The facts outlined so far point less toward “law-abiding gun owners” and more toward repeat criminal pathways: theft, unlicensed dealing, and possibly prior straw-purchase behavior. That distinction matters in a constitutional republic. Criminal gun trafficking is already illegal; the challenge is catching it earlier and applying consequences that actually deter. Investigators’ ability to connect calls and trace the weapon despite an altered serial number shows enforcement tools exist, but they work best when red flags trigger timely action.

What Happens Next for the Case—and the Public Policy Questions It Raises

Chapman’s prosecution now becomes the legal focus, while Old Dominion and the military community around Norfolk continue to mourn Lt. Col. Shah and support the wounded. Officials publicly praised Shah as a leader and family man, and statements from law enforcement credited rapid response and the ROTC students’ intervention. One wounded person was reported in fair condition after initially being critical, while another was released.
◇ ◇ ◇ ◇ ◇
__Brief A__
Answer these from the passage on the Chapman case, one line each:
(i) What does the passage say criminal gun trafficking already is?
(ii) Along with rapid response, whose intervention did law enforcement statements credit?
(iii) What happened to the wounded person who was not in fair condition?
__Brief B__
Reproduce the passage on the Chapman case from "Chapman’s prosecution now" up to and including "another was released.", word for word.
__Brief C__
Carry on the passage on the Chapman case, starting right after its last sentence.
The rows below come from a separate source unrelated to the passage on the Chapman case.

__Entries provided__
◇ ◇ ◇ ◇ ◇
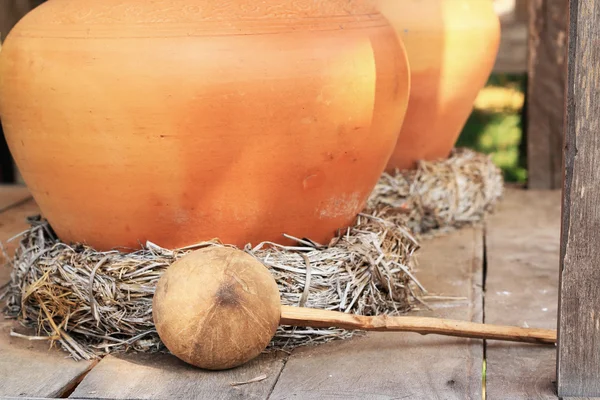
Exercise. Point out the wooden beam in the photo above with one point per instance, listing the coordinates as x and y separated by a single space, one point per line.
546 65
578 367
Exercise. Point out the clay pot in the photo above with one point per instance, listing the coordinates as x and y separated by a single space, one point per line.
452 47
178 121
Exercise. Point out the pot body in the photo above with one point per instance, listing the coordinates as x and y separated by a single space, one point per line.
179 121
452 47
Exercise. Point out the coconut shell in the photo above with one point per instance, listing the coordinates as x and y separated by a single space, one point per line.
216 308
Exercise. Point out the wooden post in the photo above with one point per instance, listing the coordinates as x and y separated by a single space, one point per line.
578 366
546 65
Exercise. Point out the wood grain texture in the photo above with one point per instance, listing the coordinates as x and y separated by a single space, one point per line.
404 365
579 320
512 54
317 318
546 83
162 376
522 250
27 368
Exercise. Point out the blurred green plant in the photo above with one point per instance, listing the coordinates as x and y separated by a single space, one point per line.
◇ ◇ ◇ ◇ ◇
__Task answer A__
(i) Illegal.
(ii) The ROTC students'.
(iii) That person was released.

__Task answer B__
Chapman’s prosecution now becomes the legal focus, while Old Dominion and the military community around Norfolk continue to mourn Lt. Col. Shah and support the wounded. Officials publicly praised Shah as a leader and family man, and statements from law enforcement credited rapid response and the ROTC students’ intervention. One wounded person was reported in fair condition after initially being critical, while another was released.

__Task answer C__
Beyond court filings, the broader debate will likely center on two realities highlighted by the reporting: violent extremists can exploit gaps created by early release decisions, and criminals can exploit black-market gun channels even when serial numbers are tampered with. The public record in the cited reporting remains limited on supervision details and the exact circumstances of release, but the outcome is clear: a preventable vulnerability ended in tragedy.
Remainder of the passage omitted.